実施事項 1: 入笠牧場の記事で、筆者は小降りになったら何をするつもりでいるか。
実施事項 2: 入笠牧場の記事を、最後の文の後から書き進めること。

入笠牧場その日その時

入笠牧場の花.星.動物

     ’20年「夏」(47)

2020年07月25日 | キャンプ場および宿泊施設の案内など


 よく降る雨だ。まるで緑の水の中に浸けられているような気がする。この執拗に、容赦なく降り続く雨、各地で被害を受けた人々は持ってゆきようのない怒りを必死で抑えて、耐えるしかないのか。その一方、政府の面妖奇策に乗せられ、全国へ散らばった遊子たちはこの悪天の下、望むような旅をできたならいいが、新型コロナウイルスを撒き散らすだけの結果に終わったなら、・・・後世の語り種になる。
 
 雨の音に混じって鳥の声がしていたが、それも止んだ。上には来てみたものの、さすがに動きがとれないとはまさしくきょうのような天気だ。小降りになったら、牛の様子を見にいくつもりでいるが、それもいつのことになるのやら。

参照情報:
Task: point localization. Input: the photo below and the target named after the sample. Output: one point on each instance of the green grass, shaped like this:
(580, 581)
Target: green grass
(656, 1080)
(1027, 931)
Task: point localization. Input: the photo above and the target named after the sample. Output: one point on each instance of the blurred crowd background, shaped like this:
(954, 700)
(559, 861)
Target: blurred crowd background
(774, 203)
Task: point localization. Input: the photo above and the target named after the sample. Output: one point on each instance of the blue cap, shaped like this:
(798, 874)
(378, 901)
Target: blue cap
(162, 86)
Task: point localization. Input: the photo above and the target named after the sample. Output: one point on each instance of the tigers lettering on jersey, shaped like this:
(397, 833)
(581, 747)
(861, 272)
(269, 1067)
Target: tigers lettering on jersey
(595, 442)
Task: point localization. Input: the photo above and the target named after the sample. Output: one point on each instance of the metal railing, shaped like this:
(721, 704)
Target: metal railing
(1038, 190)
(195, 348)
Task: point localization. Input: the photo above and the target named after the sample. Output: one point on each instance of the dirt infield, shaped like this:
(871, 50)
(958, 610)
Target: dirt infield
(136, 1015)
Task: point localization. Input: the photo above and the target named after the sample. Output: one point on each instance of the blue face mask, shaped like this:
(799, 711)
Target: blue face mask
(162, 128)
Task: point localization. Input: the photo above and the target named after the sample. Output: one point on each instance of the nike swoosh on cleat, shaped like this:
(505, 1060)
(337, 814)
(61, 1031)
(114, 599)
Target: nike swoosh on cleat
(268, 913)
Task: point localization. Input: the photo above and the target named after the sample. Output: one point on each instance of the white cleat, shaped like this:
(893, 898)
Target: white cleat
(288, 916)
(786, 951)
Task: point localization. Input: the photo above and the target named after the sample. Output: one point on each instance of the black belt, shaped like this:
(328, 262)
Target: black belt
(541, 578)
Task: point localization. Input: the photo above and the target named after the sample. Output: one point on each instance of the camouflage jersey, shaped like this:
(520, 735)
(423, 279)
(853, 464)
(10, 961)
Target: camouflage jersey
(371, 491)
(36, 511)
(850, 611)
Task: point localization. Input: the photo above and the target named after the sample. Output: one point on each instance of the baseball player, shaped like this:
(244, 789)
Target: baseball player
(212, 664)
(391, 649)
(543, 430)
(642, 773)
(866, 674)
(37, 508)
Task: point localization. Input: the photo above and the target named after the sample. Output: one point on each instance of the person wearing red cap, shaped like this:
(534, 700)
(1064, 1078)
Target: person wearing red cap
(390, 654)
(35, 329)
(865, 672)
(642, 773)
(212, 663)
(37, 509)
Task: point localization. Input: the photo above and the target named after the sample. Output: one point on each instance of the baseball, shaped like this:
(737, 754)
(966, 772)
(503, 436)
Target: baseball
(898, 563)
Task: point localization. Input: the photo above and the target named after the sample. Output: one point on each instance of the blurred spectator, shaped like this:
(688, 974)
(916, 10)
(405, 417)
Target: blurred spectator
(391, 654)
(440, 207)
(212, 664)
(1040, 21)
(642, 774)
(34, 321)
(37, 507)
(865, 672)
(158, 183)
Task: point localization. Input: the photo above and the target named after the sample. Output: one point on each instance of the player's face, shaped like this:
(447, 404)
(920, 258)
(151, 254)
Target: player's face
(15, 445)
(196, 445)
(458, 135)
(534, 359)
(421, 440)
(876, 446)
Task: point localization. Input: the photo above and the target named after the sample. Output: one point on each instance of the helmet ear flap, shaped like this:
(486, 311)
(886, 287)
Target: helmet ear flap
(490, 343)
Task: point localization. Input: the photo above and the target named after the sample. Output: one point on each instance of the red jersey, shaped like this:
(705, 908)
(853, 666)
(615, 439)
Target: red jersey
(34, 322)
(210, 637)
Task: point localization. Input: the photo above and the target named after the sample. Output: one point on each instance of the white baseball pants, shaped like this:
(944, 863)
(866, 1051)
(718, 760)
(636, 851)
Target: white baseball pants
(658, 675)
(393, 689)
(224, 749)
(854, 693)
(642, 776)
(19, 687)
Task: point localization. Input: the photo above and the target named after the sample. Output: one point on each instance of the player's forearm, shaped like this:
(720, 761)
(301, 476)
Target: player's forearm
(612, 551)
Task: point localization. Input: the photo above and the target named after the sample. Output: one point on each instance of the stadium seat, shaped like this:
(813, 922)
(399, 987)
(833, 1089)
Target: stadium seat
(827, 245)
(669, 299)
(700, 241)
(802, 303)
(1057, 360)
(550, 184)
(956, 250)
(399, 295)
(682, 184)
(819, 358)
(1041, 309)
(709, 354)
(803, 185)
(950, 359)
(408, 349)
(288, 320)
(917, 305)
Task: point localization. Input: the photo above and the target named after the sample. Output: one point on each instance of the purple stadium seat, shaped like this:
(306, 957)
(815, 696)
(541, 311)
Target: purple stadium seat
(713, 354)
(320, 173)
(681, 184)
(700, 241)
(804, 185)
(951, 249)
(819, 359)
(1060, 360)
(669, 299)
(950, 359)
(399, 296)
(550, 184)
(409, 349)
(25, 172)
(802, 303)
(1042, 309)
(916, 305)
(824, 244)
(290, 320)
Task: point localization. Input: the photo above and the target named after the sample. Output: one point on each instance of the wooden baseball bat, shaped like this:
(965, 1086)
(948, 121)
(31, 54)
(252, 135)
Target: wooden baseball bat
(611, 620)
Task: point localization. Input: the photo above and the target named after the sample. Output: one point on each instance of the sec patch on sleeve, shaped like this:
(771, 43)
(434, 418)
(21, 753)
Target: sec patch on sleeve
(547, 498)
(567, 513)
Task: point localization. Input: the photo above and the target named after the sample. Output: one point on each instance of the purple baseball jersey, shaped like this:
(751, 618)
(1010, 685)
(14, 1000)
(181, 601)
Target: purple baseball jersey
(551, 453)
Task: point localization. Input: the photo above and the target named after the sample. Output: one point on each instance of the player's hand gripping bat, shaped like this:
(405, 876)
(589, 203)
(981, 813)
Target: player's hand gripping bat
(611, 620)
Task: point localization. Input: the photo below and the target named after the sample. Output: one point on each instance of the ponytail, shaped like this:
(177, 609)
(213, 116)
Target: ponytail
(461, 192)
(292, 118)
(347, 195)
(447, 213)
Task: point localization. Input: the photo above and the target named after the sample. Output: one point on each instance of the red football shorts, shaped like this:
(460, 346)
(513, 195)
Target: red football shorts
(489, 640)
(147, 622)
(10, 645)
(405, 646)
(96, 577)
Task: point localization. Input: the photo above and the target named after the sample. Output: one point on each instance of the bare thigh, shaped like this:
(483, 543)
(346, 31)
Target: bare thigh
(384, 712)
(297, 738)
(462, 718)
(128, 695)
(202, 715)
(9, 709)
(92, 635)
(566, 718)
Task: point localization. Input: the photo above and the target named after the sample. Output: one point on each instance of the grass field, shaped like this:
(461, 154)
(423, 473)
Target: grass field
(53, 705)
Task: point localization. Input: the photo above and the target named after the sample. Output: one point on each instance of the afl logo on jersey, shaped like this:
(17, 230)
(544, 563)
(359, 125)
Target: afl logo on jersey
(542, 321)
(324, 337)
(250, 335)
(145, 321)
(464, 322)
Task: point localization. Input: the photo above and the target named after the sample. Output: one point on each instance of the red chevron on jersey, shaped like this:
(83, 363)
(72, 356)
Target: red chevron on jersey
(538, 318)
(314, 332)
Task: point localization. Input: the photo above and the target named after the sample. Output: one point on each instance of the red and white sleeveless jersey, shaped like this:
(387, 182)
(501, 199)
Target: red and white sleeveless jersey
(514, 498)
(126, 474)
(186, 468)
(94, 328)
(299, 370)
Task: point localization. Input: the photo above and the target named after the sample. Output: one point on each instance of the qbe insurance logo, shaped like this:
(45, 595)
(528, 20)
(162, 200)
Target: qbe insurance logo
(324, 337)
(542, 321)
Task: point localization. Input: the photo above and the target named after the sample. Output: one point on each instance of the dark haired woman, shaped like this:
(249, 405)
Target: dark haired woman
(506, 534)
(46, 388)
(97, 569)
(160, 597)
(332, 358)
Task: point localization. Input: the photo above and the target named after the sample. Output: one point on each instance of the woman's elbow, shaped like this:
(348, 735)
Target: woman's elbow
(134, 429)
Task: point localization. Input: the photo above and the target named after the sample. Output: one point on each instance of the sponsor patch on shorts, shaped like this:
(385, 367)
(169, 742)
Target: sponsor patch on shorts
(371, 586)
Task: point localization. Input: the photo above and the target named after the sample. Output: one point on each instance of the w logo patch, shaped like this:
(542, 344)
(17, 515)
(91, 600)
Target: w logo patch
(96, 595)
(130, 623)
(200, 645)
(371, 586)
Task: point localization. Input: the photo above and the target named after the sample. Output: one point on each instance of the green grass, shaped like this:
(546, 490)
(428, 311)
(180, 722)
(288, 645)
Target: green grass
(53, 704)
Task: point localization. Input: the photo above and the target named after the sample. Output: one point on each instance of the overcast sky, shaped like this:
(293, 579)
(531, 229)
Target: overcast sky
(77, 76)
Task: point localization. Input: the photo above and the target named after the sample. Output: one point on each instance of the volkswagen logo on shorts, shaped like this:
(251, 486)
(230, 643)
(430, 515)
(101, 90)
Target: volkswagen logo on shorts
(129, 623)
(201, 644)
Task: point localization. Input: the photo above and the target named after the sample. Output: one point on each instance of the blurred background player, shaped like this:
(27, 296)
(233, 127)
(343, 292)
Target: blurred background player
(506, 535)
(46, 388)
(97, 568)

回答欄 1: 牛の様子を見にいくつもりでいる。

回答欄 2:
 と、そんなことを呟いていたら、少しだが雨脚が弱まってきた。今だとばかり急いで支度をして、雨の中に飛び出した。何としても頭数確認だけは終えておかないと気が落ち着かない。

 今、ずぶ濡れになった身体を乾かし、熱いウイスキーコーヒーを飲んでいる。そうでもしないことにはcovid-19を疑われるような風邪をひきそうで、もしそんなことになればいい歳をしてと嗤われる。外は、また雨が狂ったように激しく降ってきた。
 ずぶ濡れの原因は、雨具。そしてもう一つは5頭の牛の確認ができなかったからだ。雨具に関して言えば、決して安物ではないが、かなり古い。他にも2着あるが、いまだに着慣れたこの雨具を使うことが多く、日ごろ山用品の中では雨具の大切さを強調している者として、感心しない。
 牛に関しては、きょうは確認にかなり手間をかけた。三角形の左の斜線に沿うように登りながら電牧と牧草の状態を点検していき、小入笠の頭に着くまで牛の姿はなかった。今度は右の斜線に沿うように下り、底辺近くまで降りてやっと9頭を確認。そのまま横に移動を続けほぼ中間点まで来て、かなり上部にホルスを見付ける。ようやく耳標で6頭を確認し終えたと思ったら、さらにその上の方に和牛が見えた。3頭だった。三角形の中心を登り直したことになる。まだ10頭未確認のため斜めに降りてきて林の近くで和牛5頭を確認できたが、すでに底辺に近かった。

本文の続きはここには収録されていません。